Exercise prompt
Write out all of the data below line for line, changing nothing.
# start of Extracted information
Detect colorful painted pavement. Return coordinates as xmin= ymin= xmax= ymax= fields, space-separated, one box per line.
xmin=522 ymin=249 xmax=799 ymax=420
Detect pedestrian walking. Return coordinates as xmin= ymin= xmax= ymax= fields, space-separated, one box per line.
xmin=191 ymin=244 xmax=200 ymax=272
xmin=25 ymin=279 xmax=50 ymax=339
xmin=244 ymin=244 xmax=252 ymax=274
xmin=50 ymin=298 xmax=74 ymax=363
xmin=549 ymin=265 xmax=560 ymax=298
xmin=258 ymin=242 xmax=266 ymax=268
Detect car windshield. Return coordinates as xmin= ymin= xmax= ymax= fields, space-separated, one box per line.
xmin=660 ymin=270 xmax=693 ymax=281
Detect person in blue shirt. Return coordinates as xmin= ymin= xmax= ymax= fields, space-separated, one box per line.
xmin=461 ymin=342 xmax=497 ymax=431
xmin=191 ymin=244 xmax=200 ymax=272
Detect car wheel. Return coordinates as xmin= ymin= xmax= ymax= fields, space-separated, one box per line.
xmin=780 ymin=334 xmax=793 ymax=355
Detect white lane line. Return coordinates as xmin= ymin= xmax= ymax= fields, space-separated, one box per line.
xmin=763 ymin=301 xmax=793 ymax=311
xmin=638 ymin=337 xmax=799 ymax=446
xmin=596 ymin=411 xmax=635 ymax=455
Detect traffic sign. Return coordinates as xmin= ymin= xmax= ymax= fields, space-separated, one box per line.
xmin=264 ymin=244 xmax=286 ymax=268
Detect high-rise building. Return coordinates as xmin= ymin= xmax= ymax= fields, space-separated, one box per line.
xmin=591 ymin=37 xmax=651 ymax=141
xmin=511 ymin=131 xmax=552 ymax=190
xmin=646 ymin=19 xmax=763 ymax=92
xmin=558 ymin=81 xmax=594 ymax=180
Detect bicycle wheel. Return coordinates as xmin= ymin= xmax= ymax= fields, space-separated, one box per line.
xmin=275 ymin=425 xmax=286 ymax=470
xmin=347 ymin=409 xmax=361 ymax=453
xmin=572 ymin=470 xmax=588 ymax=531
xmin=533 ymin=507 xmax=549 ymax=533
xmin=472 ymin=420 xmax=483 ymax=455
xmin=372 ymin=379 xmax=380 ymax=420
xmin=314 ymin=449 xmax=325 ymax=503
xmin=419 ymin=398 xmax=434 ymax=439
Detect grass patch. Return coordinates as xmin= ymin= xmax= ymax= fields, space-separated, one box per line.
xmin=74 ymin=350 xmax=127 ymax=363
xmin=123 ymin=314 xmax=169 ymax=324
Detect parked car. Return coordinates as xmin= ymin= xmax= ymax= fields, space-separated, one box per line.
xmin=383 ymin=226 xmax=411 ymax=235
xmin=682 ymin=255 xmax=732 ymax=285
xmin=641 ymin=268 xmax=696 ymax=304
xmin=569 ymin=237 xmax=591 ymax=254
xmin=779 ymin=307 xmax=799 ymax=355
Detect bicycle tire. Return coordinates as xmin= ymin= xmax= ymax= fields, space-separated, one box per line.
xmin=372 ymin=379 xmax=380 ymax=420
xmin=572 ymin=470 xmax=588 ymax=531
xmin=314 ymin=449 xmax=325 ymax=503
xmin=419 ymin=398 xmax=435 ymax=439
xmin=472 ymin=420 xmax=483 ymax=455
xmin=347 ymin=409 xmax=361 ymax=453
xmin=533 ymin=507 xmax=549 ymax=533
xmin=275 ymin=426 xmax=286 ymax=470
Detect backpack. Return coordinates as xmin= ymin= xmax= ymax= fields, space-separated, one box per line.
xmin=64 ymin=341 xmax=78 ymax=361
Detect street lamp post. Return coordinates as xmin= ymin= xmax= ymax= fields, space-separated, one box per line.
# end of Extracted information
Response to this exercise
Detect colorful painted pavement. Return coordinates as xmin= ymin= xmax= ymax= fields, space-separated, one box per line.
xmin=522 ymin=249 xmax=799 ymax=420
Detect pedestrian walking. Return coordinates as xmin= ymin= xmax= ymax= fields, space-separated, one box per line.
xmin=191 ymin=244 xmax=200 ymax=272
xmin=25 ymin=279 xmax=50 ymax=339
xmin=244 ymin=244 xmax=252 ymax=274
xmin=50 ymin=298 xmax=74 ymax=363
xmin=549 ymin=265 xmax=560 ymax=298
xmin=258 ymin=242 xmax=266 ymax=268
Detect car windshield. Return coordinates as xmin= ymin= xmax= ymax= fields, space-separated, one box per line.
xmin=660 ymin=270 xmax=693 ymax=281
Detect person in blue shirt. Return coordinates as xmin= ymin= xmax= ymax= fields, space-separated, one box per line.
xmin=461 ymin=342 xmax=497 ymax=431
xmin=191 ymin=244 xmax=200 ymax=272
Detect car wheel. Return coordinates as xmin= ymin= xmax= ymax= fields, space-separated, one box per line.
xmin=780 ymin=334 xmax=793 ymax=355
Detect white lane line. Return coordinates as xmin= ymin= xmax= ymax= fields, space-separated, one box per line.
xmin=763 ymin=301 xmax=793 ymax=311
xmin=638 ymin=337 xmax=799 ymax=446
xmin=596 ymin=411 xmax=635 ymax=455
Detect traffic sign. Return coordinates as xmin= ymin= xmax= ymax= fields, space-separated, one box per line.
xmin=264 ymin=244 xmax=286 ymax=268
Detect high-rise building. Return coordinates as xmin= ymin= xmax= ymax= fields, space-separated, one box per line.
xmin=591 ymin=37 xmax=651 ymax=141
xmin=511 ymin=131 xmax=552 ymax=190
xmin=646 ymin=19 xmax=763 ymax=92
xmin=558 ymin=81 xmax=594 ymax=180
Detect bicycle wheel. Return coordinates as xmin= ymin= xmax= ymax= fields, space-separated, one box per line.
xmin=275 ymin=425 xmax=286 ymax=470
xmin=347 ymin=409 xmax=361 ymax=453
xmin=572 ymin=470 xmax=588 ymax=531
xmin=533 ymin=507 xmax=549 ymax=533
xmin=472 ymin=420 xmax=483 ymax=455
xmin=372 ymin=379 xmax=380 ymax=420
xmin=314 ymin=449 xmax=325 ymax=503
xmin=419 ymin=398 xmax=434 ymax=439
Detect grass patch. Return coordinates as xmin= ymin= xmax= ymax= fields, space-separated, one box per line.
xmin=74 ymin=350 xmax=127 ymax=363
xmin=123 ymin=314 xmax=169 ymax=324
Detect parked car. Return coordinates as xmin= ymin= xmax= ymax= fields, space-separated, one box per line.
xmin=383 ymin=226 xmax=411 ymax=235
xmin=682 ymin=255 xmax=732 ymax=285
xmin=641 ymin=268 xmax=696 ymax=304
xmin=569 ymin=237 xmax=591 ymax=254
xmin=779 ymin=307 xmax=799 ymax=355
Detect bicycle tire. Return coordinates as xmin= ymin= xmax= ymax= fields, space-separated, one box per line.
xmin=372 ymin=379 xmax=380 ymax=420
xmin=572 ymin=470 xmax=588 ymax=531
xmin=314 ymin=449 xmax=325 ymax=503
xmin=419 ymin=398 xmax=435 ymax=439
xmin=472 ymin=420 xmax=483 ymax=455
xmin=347 ymin=409 xmax=361 ymax=453
xmin=533 ymin=507 xmax=549 ymax=533
xmin=275 ymin=426 xmax=286 ymax=470
Detect backpack. Return coordinates as xmin= ymin= xmax= ymax= fields, space-separated, one box per line.
xmin=64 ymin=341 xmax=78 ymax=361
Detect street lamp post. Return coordinates as xmin= ymin= xmax= ymax= fields, space-separated, one box per line.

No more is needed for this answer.